EXERCISE INSTRUCTIONS: Look through the data below, and copy each line that carries the word "orange".

DATASET RECORDS:

———

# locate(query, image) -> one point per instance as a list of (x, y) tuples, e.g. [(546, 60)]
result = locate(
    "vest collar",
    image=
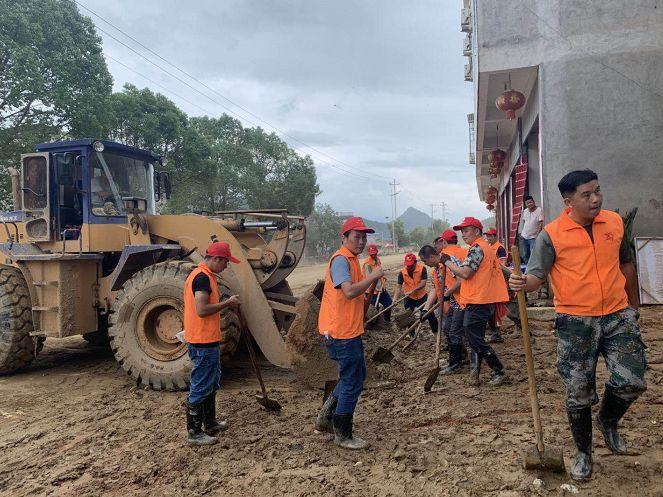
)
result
[(567, 223)]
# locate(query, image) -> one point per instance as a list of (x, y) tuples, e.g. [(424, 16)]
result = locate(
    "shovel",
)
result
[(263, 400), (432, 376), (539, 456), (385, 310), (385, 356)]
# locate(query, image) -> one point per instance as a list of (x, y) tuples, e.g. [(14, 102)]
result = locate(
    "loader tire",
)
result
[(146, 315), (17, 347)]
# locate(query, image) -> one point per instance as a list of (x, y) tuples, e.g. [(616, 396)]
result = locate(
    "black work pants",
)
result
[(474, 321)]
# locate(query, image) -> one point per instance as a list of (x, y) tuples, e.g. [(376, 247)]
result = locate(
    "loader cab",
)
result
[(68, 184)]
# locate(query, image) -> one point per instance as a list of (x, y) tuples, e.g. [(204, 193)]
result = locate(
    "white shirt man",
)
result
[(532, 226)]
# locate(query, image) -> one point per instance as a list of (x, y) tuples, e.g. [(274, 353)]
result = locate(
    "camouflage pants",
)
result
[(582, 339)]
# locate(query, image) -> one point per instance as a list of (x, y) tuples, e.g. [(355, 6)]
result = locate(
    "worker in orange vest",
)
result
[(412, 282), (202, 333), (500, 252), (447, 243), (590, 266), (341, 323), (380, 295), (482, 287)]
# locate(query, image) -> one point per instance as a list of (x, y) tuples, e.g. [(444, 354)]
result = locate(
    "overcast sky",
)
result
[(376, 85)]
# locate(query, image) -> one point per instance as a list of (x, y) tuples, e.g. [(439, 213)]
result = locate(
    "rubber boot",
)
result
[(475, 368), (611, 411), (324, 421), (343, 436), (454, 359), (499, 376), (194, 426), (580, 421), (211, 425)]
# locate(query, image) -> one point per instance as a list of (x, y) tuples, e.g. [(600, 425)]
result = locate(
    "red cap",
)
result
[(469, 221), (410, 259), (357, 224), (221, 249)]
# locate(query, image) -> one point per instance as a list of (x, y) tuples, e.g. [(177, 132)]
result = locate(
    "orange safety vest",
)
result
[(486, 285), (586, 277), (411, 282), (369, 260), (496, 246), (459, 253), (340, 317), (197, 329)]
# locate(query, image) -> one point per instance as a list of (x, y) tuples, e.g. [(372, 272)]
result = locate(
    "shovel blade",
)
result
[(551, 459), (432, 378), (383, 355), (267, 403)]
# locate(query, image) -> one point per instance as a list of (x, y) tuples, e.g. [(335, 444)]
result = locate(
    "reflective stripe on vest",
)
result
[(411, 282), (340, 317), (459, 253), (486, 285), (197, 329), (586, 277)]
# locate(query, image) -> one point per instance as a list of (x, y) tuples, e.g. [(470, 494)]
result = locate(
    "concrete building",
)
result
[(592, 76)]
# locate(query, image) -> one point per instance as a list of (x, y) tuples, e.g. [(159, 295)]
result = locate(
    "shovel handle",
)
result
[(385, 310), (529, 358), (416, 323)]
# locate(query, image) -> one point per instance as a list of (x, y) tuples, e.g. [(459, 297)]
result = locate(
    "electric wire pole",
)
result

———

ANSWER AREA:
    "worker in orange vest",
    "orange safety vest",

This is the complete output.